--- INFORMATION GIVEN ---
============
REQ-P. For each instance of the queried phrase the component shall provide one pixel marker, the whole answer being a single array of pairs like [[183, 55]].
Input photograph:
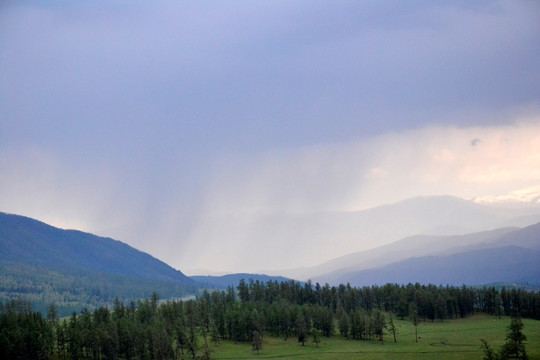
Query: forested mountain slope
============
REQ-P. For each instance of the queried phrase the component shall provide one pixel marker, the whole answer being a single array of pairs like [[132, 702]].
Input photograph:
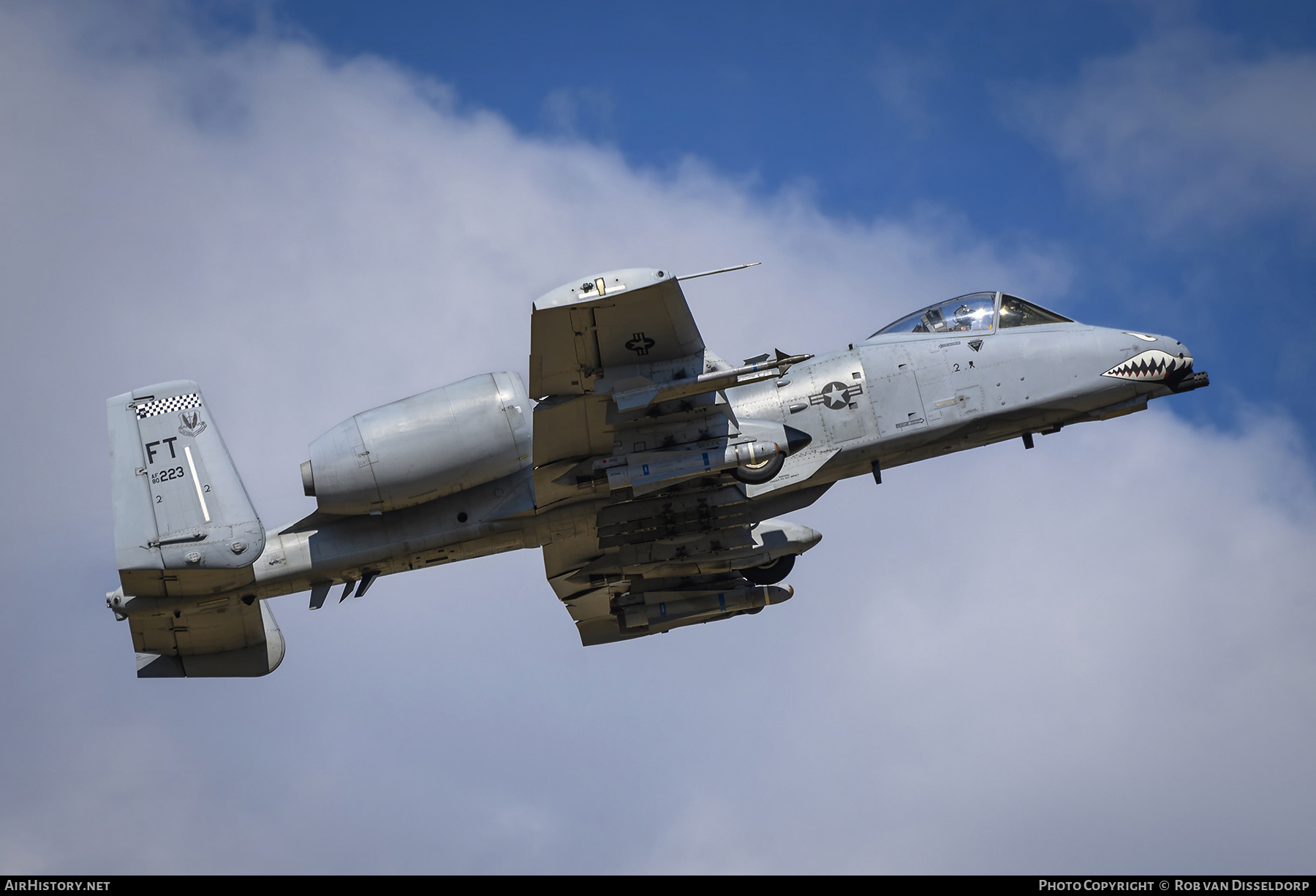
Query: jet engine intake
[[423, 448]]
============
--- EXERCISE OBJECTIVE ---
Apply a filter for "like" to the data above, then copy each line that matches.

--- EXPECTED OUTPUT ---
REQ-P. For each instance of the queried phrase the component shall provide one pixel marker, the whole answer being a single array of pairs like [[183, 55]].
REQ-P. For each instance of the queried phrase the component shall provide one pixel marker, the whole answer being a single array of pairs like [[132, 702]].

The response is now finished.